## Directions
Copy the records word for word, from the start through the line containing "box: [367, 174, 454, 246]". Leave out the pictures.

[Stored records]
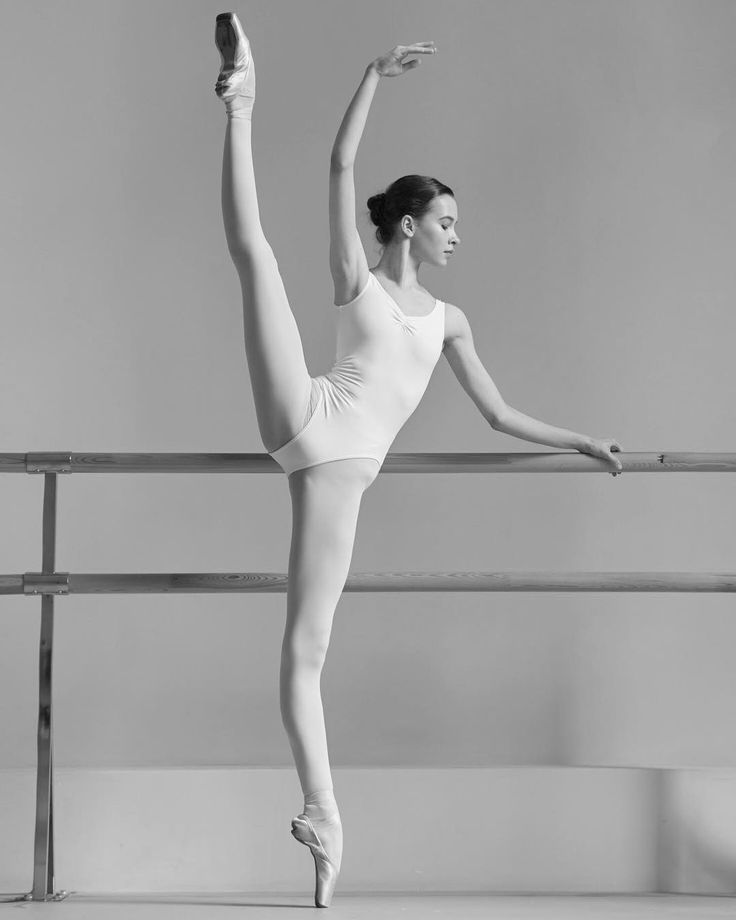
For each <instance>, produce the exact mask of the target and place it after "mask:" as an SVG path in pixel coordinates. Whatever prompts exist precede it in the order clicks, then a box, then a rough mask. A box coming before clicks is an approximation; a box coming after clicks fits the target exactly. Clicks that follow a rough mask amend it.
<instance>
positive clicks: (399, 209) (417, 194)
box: [367, 174, 454, 246]
mask: <svg viewBox="0 0 736 920" xmlns="http://www.w3.org/2000/svg"><path fill="white" fill-rule="evenodd" d="M438 195H452V196H453V197H454V193H453V191H452V189H451V188H450V187H449V186H447V185H445V184H444V183H443V182H439V181H438V180H437V179H433V178H432V177H431V176H417V175H414V174H412V175H410V176H402V177H401V178H400V179H397V180H396V181H395V182H392V183H391V185H389V187H388V188H387V189H386V191H385V192H379V193H378V194H377V195H371V197H370V198H369V199H368V202H367V204H368V210H369V211H370V215H371V220H372V221H373V223H374V224H375V225H376V227H377V228H378V229H377V230H376V239H377V240H378V242H379V243H380V244H381V246H385V245H386V244H387V243H389V242H390V241H391V239H392V237H393V234H394V231H395V229H396V223H397V222H398V221H399V220H400V219H401V217H402V216H403V215H404V214H411V216H412V217H413V218H415V219H416V220H419V218H420V217H421V216H422V214H424V213H425V211H426V210H427V209H428V208H429V205H430V203H431V201H432V199H433V198H436V197H437V196H438Z"/></svg>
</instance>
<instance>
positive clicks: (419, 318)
mask: <svg viewBox="0 0 736 920" xmlns="http://www.w3.org/2000/svg"><path fill="white" fill-rule="evenodd" d="M368 274H369V275H371V277H372V278H373V280H374V281H375V282H376V284H377V285H378V286H379V287H380V289H381V290H382V291H383V293H384V294H385V295H386V297H388V299H389V300H390V301H391V303H392V304H393V305H394V306H395V307H396V309H397V310H398V311H399V313H401V315H402V316H405V317H406V318H407V319H429V317H430V316H432V314H433V313H434V312H435V310H436V309H437V307H438V306H439V305H440V302H439V300H438V299H437V298H436V297H435V299H434V306H433V307H432V309H431V310H430V311H429V313H419V314H415V313H404V311H403V310H402V309H401V307H400V306H399V305H398V304H397V303H396V301H395V300H394V298H393V297H392V296H391V295H390V294H389V292H388V291H387V290H386V288H385V287H384V286H383V285H382V284H381V282H380V281H379V280H378V278H376V276H375V274H374V273H373V272H372V271H371V269H370V268H369V269H368Z"/></svg>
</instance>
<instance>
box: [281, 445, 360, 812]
mask: <svg viewBox="0 0 736 920" xmlns="http://www.w3.org/2000/svg"><path fill="white" fill-rule="evenodd" d="M374 466H375V464H374V462H373V461H371V460H368V461H366V460H338V461H333V462H331V463H322V464H320V465H319V466H316V467H311V468H309V469H306V470H297V471H296V472H295V473H292V474H291V476H289V490H290V492H291V503H292V534H291V550H290V553H289V584H288V590H287V596H286V627H285V630H284V638H283V644H282V648H281V678H280V697H281V716H282V719H283V723H284V727H285V729H286V733H287V735H288V737H289V743H290V745H291V749H292V753H293V755H294V761H295V763H296V769H297V773H298V774H299V780H300V782H301V786H302V791H303V793H304V795H305V796H306V795H308V794H309V793H312V792H316V791H318V790H324V789H331V788H332V775H331V772H330V761H329V754H328V750H327V733H326V730H325V721H324V712H323V709H322V697H321V693H320V678H321V676H322V668H323V665H324V662H325V656H326V654H327V648H328V646H329V642H330V634H331V631H332V620H333V616H334V613H335V608H336V606H337V603H338V601H339V600H340V595H341V594H342V589H343V587H344V586H345V581H346V579H347V576H348V573H349V569H350V560H351V558H352V554H353V544H354V541H355V530H356V525H357V520H358V512H359V510H360V503H361V499H362V496H363V492H364V491H365V488H366V484H367V479H366V469H368V470H370V475H371V476H375V470H374V469H373V468H372V467H374Z"/></svg>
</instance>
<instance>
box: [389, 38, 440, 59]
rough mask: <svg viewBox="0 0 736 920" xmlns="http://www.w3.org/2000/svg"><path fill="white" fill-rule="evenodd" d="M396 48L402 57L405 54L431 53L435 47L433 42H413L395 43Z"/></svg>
mask: <svg viewBox="0 0 736 920" xmlns="http://www.w3.org/2000/svg"><path fill="white" fill-rule="evenodd" d="M396 50H397V51H398V52H399V53H400V54H401V56H402V57H403V56H404V55H405V54H433V53H434V52H435V51H436V50H437V48H436V47H435V44H434V42H415V44H413V45H397V47H396Z"/></svg>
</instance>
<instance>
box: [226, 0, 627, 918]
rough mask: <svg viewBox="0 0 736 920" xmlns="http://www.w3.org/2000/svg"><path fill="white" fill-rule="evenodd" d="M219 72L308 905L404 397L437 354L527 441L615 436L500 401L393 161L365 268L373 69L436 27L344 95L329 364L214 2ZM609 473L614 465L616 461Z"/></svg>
mask: <svg viewBox="0 0 736 920" xmlns="http://www.w3.org/2000/svg"><path fill="white" fill-rule="evenodd" d="M215 43H216V46H217V48H218V50H219V51H220V55H221V58H222V66H221V69H220V75H219V78H218V81H217V83H216V86H215V90H216V93H217V95H218V96H219V97H220V98H221V99H222V100H223V101H224V103H225V109H226V112H227V128H226V132H225V148H224V156H223V166H222V212H223V219H224V224H225V234H226V237H227V244H228V249H229V252H230V255H231V257H232V259H233V262H234V264H235V267H236V269H237V271H238V275H239V277H240V282H241V287H242V293H243V322H244V331H245V350H246V355H247V359H248V370H249V372H250V379H251V384H252V388H253V397H254V400H255V408H256V417H257V420H258V427H259V431H260V434H261V438H262V440H263V444H264V446H265V448H266V450H267V451H268V452H269V453H270V454H271V455H272V456H273V457H274V459H275V460H276V461H277V462H278V463H279V465H280V466H281V467H282V469H283V470H284V471H285V472H286V473H287V474H288V484H289V491H290V494H291V502H292V536H291V549H290V553H289V569H288V591H287V601H286V627H285V631H284V638H283V644H282V653H281V675H280V700H281V714H282V718H283V722H284V727H285V729H286V732H287V735H288V737H289V743H290V745H291V749H292V752H293V756H294V760H295V764H296V769H297V773H298V775H299V780H300V783H301V787H302V792H303V793H304V809H303V811H302V813H301V814H299V815H298V816H296V817H295V818H294V819H293V821H292V831H291V832H292V834H293V835H294V837H295V838H296V839H297V840H298V841H299V842H301V843H304V844H305V845H307V846H308V847H309V848H310V850H311V851H312V855H313V856H314V861H315V869H316V890H315V905H316V906H319V907H327V906H329V904H330V901H331V899H332V894H333V891H334V887H335V883H336V880H337V876H338V873H339V870H340V863H341V858H342V825H341V823H340V813H339V810H338V807H337V803H336V801H335V797H334V793H333V786H332V775H331V772H330V763H329V756H328V750H327V737H326V732H325V723H324V714H323V710H322V700H321V695H320V676H321V673H322V668H323V665H324V662H325V656H326V653H327V648H328V645H329V641H330V633H331V630H332V620H333V615H334V612H335V607H336V606H337V603H338V601H339V599H340V595H341V593H342V589H343V587H344V585H345V580H346V578H347V576H348V571H349V566H350V560H351V556H352V551H353V544H354V539H355V528H356V523H357V519H358V511H359V508H360V503H361V499H362V496H363V493H364V492H365V490H366V489H367V488H368V487H369V486H370V484H371V483H372V482H373V481H374V480H375V478H376V476H377V475H378V472H379V470H380V466H381V463H382V462H383V459H384V457H385V455H386V452H387V451H388V449H389V447H390V445H391V442H392V441H393V440H394V438H395V436H396V434H397V432H398V430H399V429H400V428H401V426H402V425H403V424H404V422H405V421H406V419H407V418H408V417H409V416H410V415H411V413H412V412H413V411H414V409H415V408H416V406H417V404H418V402H419V400H420V399H421V396H422V394H423V392H424V390H425V389H426V386H427V383H428V381H429V378H430V375H431V373H432V370H433V368H434V366H435V364H436V362H437V360H438V359H439V357H440V355H441V354H443V353H444V355H445V357H446V358H447V360H448V362H449V364H450V366H451V367H452V369H453V371H454V372H455V374H456V375H457V378H458V380H459V381H460V383H461V385H462V386H463V388H464V389H465V390H466V391H467V393H468V395H469V396H470V397H471V398H472V399H473V401H474V402H475V403H476V405H477V406H478V408H479V409H480V411H481V413H482V414H483V415H484V417H485V418H486V419H487V420H488V421H489V422H490V424H491V425H492V426H493V427H494V428H496V429H498V430H501V431H504V432H507V433H509V434H513V435H516V436H517V437H521V438H524V439H525V440H528V441H535V442H538V443H541V444H548V445H552V446H554V447H563V448H565V447H566V448H574V449H576V450H579V451H582V452H584V453H589V454H592V455H593V456H596V457H600V458H602V459H605V460H607V461H608V462H609V463H610V465H611V466H612V468H614V469H616V470H620V469H621V464H620V461H619V460H618V459H616V458H615V457H614V456H613V454H612V451H616V450H620V445H619V444H618V442H616V441H614V440H612V439H595V438H591V437H587V436H585V435H580V434H576V433H575V432H573V431H568V430H567V429H563V428H555V427H553V426H551V425H547V424H545V423H544V422H540V421H538V420H536V419H533V418H530V417H529V416H527V415H523V414H522V413H520V412H517V410H515V409H512V408H511V407H510V406H507V405H506V403H505V402H504V400H503V399H502V397H501V395H500V393H499V392H498V390H497V388H496V387H495V385H494V383H493V381H492V380H491V378H490V376H489V374H488V372H487V371H486V369H485V368H484V367H483V364H482V363H481V361H480V359H479V357H478V355H477V354H476V352H475V349H474V347H473V339H472V333H471V330H470V326H469V324H468V320H467V318H466V316H465V314H464V313H463V311H462V310H460V309H459V308H458V307H456V306H454V305H452V304H445V303H443V302H442V301H439V300H437V299H436V298H434V297H433V296H432V295H431V294H430V293H429V292H428V291H427V290H425V288H423V287H422V286H421V284H420V283H419V281H418V278H417V272H418V270H419V267H420V265H421V264H422V263H423V262H429V263H430V264H432V265H436V266H443V265H446V264H447V260H448V258H449V257H450V254H451V253H452V252H454V251H455V249H456V247H457V245H458V243H459V237H458V235H457V223H458V219H457V204H456V201H455V197H454V195H453V193H452V190H451V189H450V188H449V187H448V186H446V185H443V184H442V183H440V182H438V181H437V180H436V179H432V178H431V177H426V176H404V177H402V178H401V179H399V180H397V181H396V182H394V183H393V184H392V185H391V186H389V188H388V189H387V190H386V192H385V193H381V194H379V195H374V196H372V198H370V199H369V201H368V206H369V209H370V213H371V218H372V220H373V222H374V223H375V224H376V226H377V231H376V235H377V238H378V241H379V242H380V243H381V244H382V245H383V247H384V249H383V253H382V255H381V259H380V261H379V262H378V264H377V265H376V266H375V268H374V269H371V270H369V268H368V264H367V261H366V257H365V253H364V251H363V246H362V244H361V240H360V236H359V235H358V231H357V229H356V224H355V189H354V181H353V164H354V161H355V157H356V153H357V149H358V144H359V141H360V138H361V135H362V133H363V129H364V127H365V123H366V118H367V115H368V110H369V108H370V105H371V102H372V100H373V95H374V93H375V90H376V87H377V85H378V83H379V81H380V80H381V78H382V77H395V76H399V75H401V74H403V73H405V72H406V71H408V70H412V69H413V68H415V67H416V66H417V64H418V63H419V59H418V58H414V59H412V60H406V58H407V57H409V56H410V55H413V54H415V55H431V54H434V53H435V51H436V48H435V45H434V42H418V43H415V44H411V45H397V46H396V47H395V48H393V49H392V50H391V51H389V52H388V53H386V54H383V55H381V56H380V57H378V58H376V59H375V60H374V61H372V62H371V63H370V64H369V65H368V67H367V68H366V70H365V73H364V75H363V78H362V80H361V83H360V86H359V87H358V90H357V92H356V93H355V95H354V96H353V99H352V100H351V102H350V105H349V106H348V109H347V112H346V114H345V117H344V118H343V121H342V124H341V125H340V129H339V131H338V134H337V138H336V140H335V144H334V147H333V150H332V158H331V165H330V198H329V216H330V269H331V271H332V277H333V281H334V286H335V304H336V305H337V306H338V308H339V310H340V314H339V316H338V336H337V338H338V342H337V345H338V348H337V356H336V360H335V363H334V365H333V367H332V369H331V370H330V372H329V373H327V374H322V375H320V376H318V377H315V378H312V377H311V376H310V374H309V371H308V369H307V366H306V363H305V360H304V353H303V350H302V342H301V337H300V335H299V330H298V328H297V325H296V322H295V320H294V316H293V314H292V312H291V308H290V306H289V301H288V299H287V297H286V293H285V291H284V286H283V283H282V280H281V276H280V274H279V268H278V263H277V261H276V257H275V256H274V253H273V251H272V249H271V247H270V245H269V243H268V241H267V240H266V237H265V236H264V233H263V229H262V227H261V222H260V217H259V212H258V199H257V195H256V185H255V177H254V172H253V158H252V152H251V116H252V110H253V105H254V100H255V66H254V63H253V57H252V54H251V50H250V45H249V43H248V40H247V38H246V36H245V33H244V32H243V28H242V26H241V24H240V22H239V21H238V18H237V16H236V15H235V14H234V13H221V14H220V15H219V16H218V17H217V21H216V26H215ZM614 475H616V473H614Z"/></svg>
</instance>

## Problem solution
For each <instance>, produce the exact mask of the target and place it after "mask:" as an SVG path in pixel coordinates. Whatever prompts exist precede it in the order clicks, then a box, then a rough mask. A box coming before clicks is an approximation; a box coming after clicks fits the target exactly. Clicks that follow a rough mask amend it.
<instance>
positive clicks: (399, 209) (417, 194)
box: [367, 174, 454, 246]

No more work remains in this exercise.